● Exercise requirements:
Where the data below has the string "hiking", return the whole line.

BEGIN Material provided

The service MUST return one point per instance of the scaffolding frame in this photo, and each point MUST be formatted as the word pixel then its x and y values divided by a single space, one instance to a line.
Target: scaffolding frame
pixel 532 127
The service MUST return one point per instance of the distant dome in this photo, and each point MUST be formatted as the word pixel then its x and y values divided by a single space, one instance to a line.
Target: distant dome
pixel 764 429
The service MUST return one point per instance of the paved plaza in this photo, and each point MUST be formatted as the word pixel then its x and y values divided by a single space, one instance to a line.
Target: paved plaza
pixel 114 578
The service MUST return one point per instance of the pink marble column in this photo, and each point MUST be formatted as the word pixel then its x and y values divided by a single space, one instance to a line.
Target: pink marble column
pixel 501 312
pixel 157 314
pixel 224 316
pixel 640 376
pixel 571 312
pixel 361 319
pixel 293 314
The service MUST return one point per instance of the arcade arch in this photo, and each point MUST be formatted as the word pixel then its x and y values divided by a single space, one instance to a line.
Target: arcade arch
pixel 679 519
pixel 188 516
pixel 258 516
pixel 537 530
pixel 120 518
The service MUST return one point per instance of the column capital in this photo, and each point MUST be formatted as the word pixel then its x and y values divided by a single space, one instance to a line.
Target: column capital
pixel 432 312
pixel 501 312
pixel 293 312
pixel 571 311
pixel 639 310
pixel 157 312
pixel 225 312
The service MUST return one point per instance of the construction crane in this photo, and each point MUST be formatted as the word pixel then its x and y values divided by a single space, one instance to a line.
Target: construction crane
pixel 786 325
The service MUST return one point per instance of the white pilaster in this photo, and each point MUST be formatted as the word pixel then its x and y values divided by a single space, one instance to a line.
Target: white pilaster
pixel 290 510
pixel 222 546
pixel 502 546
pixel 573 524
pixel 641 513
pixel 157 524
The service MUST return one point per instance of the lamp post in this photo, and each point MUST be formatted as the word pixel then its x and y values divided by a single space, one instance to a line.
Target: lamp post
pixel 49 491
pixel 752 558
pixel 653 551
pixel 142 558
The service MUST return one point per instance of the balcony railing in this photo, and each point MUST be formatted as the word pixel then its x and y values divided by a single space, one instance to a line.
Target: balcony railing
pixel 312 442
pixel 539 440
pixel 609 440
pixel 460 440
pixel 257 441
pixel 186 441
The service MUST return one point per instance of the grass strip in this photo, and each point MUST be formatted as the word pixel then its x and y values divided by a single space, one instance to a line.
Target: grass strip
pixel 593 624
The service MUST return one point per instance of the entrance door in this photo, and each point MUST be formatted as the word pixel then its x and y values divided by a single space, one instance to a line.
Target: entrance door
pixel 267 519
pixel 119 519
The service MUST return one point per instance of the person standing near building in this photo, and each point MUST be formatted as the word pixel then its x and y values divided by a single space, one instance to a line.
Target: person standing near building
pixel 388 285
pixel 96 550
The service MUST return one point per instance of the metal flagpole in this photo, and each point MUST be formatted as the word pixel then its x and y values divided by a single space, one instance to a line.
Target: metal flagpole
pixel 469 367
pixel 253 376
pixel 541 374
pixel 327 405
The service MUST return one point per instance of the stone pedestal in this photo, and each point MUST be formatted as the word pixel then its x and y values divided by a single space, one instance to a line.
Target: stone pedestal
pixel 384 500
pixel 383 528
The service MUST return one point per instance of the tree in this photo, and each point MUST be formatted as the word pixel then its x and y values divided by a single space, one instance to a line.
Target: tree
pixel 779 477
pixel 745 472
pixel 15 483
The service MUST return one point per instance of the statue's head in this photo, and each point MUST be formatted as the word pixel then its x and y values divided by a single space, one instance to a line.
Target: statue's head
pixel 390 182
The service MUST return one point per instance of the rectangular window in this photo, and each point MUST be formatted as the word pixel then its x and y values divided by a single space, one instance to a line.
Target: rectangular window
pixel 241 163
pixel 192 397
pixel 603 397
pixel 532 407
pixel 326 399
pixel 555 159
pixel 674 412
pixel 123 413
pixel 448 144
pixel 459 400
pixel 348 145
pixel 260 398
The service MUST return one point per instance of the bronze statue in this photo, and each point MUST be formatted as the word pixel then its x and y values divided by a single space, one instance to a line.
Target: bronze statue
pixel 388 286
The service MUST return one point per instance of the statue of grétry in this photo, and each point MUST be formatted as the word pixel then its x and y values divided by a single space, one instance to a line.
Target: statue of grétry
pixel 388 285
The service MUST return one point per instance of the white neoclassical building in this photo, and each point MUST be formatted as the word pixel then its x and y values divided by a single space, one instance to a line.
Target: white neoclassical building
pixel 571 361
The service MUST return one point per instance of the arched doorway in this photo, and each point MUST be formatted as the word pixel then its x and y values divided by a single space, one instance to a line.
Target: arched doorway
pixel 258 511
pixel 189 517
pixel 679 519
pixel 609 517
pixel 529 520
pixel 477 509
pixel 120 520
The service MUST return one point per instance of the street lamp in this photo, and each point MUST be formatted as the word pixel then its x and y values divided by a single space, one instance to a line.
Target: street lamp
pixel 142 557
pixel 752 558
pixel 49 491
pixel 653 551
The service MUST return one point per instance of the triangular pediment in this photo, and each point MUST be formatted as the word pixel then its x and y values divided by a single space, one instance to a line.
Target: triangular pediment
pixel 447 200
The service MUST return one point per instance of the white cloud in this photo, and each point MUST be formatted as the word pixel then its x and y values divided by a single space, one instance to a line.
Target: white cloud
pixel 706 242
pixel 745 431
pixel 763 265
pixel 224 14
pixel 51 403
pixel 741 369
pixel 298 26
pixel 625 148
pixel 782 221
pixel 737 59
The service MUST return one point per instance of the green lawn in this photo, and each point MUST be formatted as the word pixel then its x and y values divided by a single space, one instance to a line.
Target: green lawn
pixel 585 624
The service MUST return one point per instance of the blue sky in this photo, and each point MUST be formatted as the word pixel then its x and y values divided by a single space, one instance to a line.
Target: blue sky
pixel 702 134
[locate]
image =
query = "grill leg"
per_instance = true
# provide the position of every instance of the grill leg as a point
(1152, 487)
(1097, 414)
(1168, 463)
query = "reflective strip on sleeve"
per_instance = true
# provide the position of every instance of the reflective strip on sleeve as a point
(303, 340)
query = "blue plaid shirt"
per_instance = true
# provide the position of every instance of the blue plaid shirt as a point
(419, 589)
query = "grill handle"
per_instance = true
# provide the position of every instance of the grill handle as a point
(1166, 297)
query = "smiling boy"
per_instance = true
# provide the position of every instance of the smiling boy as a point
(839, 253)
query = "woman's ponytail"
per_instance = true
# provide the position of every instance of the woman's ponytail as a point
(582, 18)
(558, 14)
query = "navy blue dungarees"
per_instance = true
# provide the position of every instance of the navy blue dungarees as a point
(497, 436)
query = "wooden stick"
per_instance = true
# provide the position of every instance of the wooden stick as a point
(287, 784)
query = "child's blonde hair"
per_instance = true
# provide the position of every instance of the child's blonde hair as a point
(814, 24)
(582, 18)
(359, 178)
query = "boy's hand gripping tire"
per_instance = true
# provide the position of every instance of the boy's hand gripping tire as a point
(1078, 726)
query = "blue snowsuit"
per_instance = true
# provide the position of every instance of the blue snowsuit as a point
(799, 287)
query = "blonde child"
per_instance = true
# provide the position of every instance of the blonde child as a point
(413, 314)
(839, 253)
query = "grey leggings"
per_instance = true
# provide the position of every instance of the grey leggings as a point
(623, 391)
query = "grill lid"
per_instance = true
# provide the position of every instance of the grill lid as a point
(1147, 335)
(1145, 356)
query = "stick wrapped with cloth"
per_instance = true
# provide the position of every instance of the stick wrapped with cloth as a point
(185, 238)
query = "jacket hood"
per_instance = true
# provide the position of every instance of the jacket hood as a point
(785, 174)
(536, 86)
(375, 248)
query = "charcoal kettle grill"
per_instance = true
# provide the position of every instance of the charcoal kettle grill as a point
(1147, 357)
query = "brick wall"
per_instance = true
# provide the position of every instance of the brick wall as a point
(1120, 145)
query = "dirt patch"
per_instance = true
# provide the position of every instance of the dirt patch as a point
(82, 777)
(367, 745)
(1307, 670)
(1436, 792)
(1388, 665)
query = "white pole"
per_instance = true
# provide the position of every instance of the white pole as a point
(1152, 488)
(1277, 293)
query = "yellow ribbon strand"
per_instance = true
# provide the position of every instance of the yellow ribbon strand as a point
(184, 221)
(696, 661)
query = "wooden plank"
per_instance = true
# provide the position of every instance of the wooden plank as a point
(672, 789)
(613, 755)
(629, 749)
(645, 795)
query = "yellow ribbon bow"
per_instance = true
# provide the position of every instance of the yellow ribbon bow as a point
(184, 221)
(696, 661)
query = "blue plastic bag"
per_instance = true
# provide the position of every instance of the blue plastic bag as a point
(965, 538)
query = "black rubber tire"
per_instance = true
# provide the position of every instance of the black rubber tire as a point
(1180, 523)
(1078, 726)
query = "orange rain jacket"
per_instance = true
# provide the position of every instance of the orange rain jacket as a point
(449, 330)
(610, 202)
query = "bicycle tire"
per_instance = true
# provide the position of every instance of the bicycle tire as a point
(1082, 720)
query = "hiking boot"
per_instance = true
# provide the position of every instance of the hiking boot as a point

END Material provided

● Your response:
query = "hiking boot"
# provide the position of every instance of the hiking boot as a point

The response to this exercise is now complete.